> 抜粋

2017年6月に行われた南硫黄島(みなみいおうとう)調査を振り返ってみる事にしました。
当時の写真を見返しながら、ブログを少しづつアップして行こうと思います!
・調査前の事前訓練
2017年5月27日 南硫黄島調査前の上陸訓練
・本編の南硫黄島調査ブログのスタートはこちら(2020年4月18日まだ最後までアップできていません)
2017年6月9日 南硫黄島調査 竹芝から父島へ出発
振り返るにあたって、南硫黄島調査や島にまつわる情報を自分なりにピックアップしてみました。
◆はじめに
私は1年を通して山のガイドをしています。
今回は山岳班、山岳医療班を担当させてもらいました。
南硫黄島は東京都の非常に貴重な島なのです。
なぜなら過去に他の陸地と一度も陸続きになった事の無い「海洋島」であり、独自の進化を遂げた固有の生物と独特の生態系があるからです。その調査が行われました。
調査は生物相(植物・昆虫・鳥類・陸産貝類・海洋生物・菌類等)の調査で、研究者・海洋班・山岳隊・医療隊・撮影隊・行政等の総勢30名以上が係わる大所帯。
山岳班の役割は皆さんが安全を確保しつつできるだけ調査に集中してもらえる環境作りでした。
各分野のプロフェッショナルの方々と20日間もの間、寝食を共にし、汗と泥まみれになって同じ目標に向け一丸となれた事は何事にも代えられない経験をする事ができました!
◆調査に参加するきっかけ
山岳班隊長で友人の天野和明ガイドから声をかけてもらいました。
1ヶ月間、この仕事の為に家を空けなければならなかったが、
幸いこの時期にツアーを予定していたお客さまにも日程調整の協力をして頂き、
さらに家族の理解も得ることができて参加させてもらう事になりました。
声をかけてもらった天野ガイドに大感謝です。
◆調査の要旨
・2017年6月東京都、首都大学東京(現:東京都立大学)、日本放送協会(NHK)が連携し、南硫黄島において自然環境調査を実施。
・南硫黄島は自然環境の厳しさから人が定住した記録が無く、原生の自然が保たれている。
・自然環境保全法で立ち入りが禁止され、文化財保護法で島自体が天然記念物として手厚く守られている。
・山頂部を含む上陸調査が行われたのは10年ぶり、史上4回目。

> データ抜粋
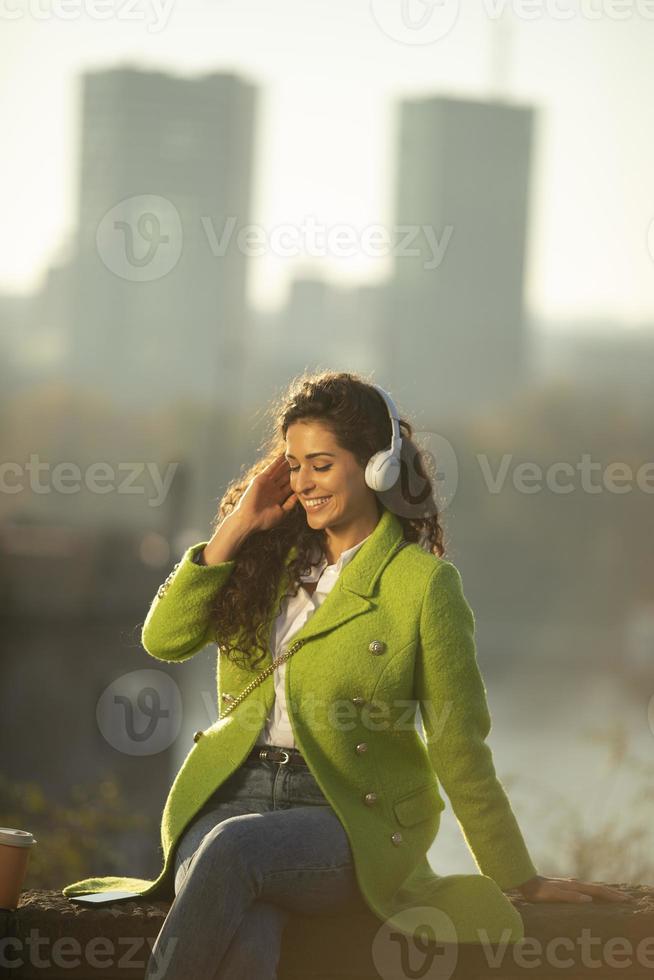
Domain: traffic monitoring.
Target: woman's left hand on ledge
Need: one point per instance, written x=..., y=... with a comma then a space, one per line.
x=541, y=889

> 課題一覧
a - 抜粋によると、南硫黄島で山頂部を含む上陸調査が行われたのは史上何回目ですか。
b - 抜粋で、生物相調査の対象として括弧内に挙げられている分野をすべて書き出してください。
c - 抜粋の「各分野のプロフェッショナルの」から「さらに家族の理解も得ることができて参加させてもらう事になりました。」まで、その語句自体も含めて一字も変えずに書き写してください。

> 演習結果
a - 史上4回目です。

b - 植物、昆虫、鳥類、陸産貝類、海洋生物、菌類です。

c -
各分野のプロフェッショナルの方々と20日間もの間、寝食を共にし、汗と泥まみれになって同じ目標に向け一丸となれた事は何事にも代えられない経験をする事ができました!
◆調査に参加するきっかけ
山岳班隊長で友人の天野和明ガイドから声をかけてもらいました。
1ヶ月間、この仕事の為に家を空けなければならなかったが、
幸いこの時期にツアーを予定していたお客さまにも日程調整の協力をして頂き、
さらに家族の理解も得ることができて参加させてもらう事になりました。